▶ [Task directions]:
Check each line of the listing for the string "below", then state how many lines have it. Only the number is wanted.

▶ [The data]:
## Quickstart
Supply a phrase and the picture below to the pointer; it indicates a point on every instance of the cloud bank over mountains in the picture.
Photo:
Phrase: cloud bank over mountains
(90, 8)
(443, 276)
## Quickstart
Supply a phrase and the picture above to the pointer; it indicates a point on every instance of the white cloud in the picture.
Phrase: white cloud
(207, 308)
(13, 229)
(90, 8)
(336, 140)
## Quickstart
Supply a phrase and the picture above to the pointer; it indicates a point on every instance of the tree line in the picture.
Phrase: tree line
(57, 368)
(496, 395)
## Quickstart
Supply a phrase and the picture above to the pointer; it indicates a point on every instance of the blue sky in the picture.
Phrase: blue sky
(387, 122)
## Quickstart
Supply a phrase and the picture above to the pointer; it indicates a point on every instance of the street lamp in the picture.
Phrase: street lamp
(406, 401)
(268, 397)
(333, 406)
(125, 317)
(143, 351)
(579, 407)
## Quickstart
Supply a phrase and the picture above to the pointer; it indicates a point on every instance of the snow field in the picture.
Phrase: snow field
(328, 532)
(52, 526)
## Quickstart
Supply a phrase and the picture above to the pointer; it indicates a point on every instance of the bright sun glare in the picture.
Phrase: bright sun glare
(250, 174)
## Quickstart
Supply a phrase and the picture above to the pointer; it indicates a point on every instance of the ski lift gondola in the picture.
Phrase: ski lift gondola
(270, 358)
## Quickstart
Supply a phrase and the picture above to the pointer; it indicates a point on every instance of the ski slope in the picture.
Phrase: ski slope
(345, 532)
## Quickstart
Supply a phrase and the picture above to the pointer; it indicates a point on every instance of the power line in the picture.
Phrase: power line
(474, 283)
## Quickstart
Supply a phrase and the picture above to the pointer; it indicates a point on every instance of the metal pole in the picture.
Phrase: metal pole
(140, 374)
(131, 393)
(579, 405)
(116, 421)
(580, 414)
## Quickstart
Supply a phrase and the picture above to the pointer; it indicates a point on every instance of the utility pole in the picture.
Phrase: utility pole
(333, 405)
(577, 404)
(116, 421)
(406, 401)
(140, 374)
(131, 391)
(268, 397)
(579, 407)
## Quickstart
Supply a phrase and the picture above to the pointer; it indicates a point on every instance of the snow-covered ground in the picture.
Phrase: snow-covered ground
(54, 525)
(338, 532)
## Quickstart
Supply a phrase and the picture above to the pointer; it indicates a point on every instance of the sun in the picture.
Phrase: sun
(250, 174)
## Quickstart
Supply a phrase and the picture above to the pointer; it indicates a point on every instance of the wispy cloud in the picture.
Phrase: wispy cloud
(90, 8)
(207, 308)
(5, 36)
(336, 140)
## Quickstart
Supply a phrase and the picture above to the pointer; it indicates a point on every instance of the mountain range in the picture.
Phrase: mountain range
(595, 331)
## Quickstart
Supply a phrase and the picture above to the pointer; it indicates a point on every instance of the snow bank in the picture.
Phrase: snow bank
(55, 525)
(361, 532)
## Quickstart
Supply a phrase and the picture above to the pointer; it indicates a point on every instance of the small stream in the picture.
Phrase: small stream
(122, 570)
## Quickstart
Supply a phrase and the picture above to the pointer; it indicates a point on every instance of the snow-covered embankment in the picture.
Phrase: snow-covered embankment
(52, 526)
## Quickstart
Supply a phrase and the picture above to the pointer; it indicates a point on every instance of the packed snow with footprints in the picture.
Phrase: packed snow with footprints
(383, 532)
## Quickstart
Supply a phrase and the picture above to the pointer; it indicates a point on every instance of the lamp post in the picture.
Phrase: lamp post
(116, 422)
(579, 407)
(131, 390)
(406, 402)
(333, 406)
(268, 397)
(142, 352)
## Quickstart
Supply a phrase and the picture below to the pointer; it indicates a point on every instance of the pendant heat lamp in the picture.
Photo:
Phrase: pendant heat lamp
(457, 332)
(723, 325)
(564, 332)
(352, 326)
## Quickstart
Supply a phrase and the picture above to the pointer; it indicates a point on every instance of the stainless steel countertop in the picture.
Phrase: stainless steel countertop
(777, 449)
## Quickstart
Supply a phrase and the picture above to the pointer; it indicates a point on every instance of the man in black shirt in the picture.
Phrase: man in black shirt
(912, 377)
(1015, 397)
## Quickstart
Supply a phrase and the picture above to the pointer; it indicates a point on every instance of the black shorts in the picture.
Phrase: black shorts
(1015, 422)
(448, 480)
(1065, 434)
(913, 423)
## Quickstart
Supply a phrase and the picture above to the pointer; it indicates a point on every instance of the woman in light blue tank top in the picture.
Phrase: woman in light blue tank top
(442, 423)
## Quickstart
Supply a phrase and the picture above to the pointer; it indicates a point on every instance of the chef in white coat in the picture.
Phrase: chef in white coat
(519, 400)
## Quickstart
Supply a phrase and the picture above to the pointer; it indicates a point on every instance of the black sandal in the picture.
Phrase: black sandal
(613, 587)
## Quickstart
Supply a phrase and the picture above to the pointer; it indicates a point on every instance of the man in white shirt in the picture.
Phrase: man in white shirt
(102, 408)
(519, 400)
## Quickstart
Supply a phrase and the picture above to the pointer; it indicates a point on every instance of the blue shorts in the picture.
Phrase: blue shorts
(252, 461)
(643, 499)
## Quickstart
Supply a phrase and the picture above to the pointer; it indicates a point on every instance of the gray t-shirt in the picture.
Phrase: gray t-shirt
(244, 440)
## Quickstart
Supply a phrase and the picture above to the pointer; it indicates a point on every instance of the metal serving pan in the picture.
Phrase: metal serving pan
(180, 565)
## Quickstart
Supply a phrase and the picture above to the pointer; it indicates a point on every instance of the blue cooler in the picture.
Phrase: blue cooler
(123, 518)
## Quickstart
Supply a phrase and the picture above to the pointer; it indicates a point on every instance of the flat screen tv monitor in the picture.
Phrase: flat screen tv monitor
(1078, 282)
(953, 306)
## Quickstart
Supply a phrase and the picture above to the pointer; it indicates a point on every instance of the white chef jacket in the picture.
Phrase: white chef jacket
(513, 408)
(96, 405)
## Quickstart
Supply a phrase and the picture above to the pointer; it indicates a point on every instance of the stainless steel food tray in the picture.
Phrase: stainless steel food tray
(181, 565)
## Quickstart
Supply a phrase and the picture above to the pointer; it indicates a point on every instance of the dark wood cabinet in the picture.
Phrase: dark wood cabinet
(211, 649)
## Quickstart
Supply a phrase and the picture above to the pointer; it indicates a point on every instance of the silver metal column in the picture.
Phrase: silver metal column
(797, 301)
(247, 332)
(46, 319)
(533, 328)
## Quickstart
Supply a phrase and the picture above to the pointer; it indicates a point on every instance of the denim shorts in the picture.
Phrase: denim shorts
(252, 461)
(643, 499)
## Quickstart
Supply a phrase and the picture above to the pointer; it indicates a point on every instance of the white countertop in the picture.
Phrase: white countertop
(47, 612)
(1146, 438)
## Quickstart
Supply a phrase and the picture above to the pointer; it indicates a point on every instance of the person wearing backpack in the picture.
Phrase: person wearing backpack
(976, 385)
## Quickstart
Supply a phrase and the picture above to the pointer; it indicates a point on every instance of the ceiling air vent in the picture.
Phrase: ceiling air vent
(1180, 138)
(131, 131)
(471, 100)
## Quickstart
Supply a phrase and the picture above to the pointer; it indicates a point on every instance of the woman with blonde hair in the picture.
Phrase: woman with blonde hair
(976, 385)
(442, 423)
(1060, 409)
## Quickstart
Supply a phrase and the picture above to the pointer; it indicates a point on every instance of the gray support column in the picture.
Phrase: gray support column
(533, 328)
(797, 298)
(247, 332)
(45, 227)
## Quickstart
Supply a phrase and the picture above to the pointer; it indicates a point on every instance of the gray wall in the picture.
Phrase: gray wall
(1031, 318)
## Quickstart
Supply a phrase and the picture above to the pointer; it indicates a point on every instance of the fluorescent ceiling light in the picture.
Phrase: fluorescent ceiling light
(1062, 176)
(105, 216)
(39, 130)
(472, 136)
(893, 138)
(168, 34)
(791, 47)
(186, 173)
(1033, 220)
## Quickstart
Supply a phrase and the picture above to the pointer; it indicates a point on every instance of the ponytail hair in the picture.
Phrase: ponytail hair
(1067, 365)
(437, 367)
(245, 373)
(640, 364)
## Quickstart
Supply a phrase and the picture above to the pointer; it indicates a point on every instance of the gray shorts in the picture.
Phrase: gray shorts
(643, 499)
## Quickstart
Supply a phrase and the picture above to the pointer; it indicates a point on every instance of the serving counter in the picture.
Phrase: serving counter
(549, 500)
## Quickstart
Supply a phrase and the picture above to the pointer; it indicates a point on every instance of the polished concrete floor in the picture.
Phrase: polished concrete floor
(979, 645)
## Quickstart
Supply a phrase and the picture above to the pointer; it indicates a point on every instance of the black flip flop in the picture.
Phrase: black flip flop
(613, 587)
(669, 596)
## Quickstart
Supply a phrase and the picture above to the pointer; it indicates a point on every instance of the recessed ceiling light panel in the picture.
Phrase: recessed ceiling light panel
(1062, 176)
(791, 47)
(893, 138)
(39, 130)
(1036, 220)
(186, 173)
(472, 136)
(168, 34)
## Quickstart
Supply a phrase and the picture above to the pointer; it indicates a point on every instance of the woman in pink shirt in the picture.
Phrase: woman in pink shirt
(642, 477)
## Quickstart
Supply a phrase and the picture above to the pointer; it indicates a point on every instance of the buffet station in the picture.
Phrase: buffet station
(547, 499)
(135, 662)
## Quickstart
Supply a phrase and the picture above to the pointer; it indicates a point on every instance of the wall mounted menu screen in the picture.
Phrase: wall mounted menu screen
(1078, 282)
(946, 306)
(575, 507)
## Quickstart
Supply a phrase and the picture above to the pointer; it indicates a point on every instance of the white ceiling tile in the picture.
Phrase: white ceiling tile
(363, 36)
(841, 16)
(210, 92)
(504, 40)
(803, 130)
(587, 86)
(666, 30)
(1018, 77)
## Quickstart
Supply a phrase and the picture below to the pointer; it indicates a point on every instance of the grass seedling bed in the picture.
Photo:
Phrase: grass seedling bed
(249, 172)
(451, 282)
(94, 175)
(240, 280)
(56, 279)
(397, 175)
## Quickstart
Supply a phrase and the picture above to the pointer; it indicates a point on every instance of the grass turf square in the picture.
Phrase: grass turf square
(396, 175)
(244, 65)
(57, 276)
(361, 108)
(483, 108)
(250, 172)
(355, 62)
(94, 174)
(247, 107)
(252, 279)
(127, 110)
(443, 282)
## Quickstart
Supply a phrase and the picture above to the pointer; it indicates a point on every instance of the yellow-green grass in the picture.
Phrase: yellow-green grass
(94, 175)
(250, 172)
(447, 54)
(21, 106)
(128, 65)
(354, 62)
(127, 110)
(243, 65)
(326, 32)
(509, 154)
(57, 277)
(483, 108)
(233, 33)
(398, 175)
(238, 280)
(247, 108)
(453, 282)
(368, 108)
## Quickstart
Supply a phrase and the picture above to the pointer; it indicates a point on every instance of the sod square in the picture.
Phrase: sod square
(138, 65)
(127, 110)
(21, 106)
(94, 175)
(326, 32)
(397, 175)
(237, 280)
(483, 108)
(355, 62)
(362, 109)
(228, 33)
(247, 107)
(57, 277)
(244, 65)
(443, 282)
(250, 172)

▶ [Response box]:
3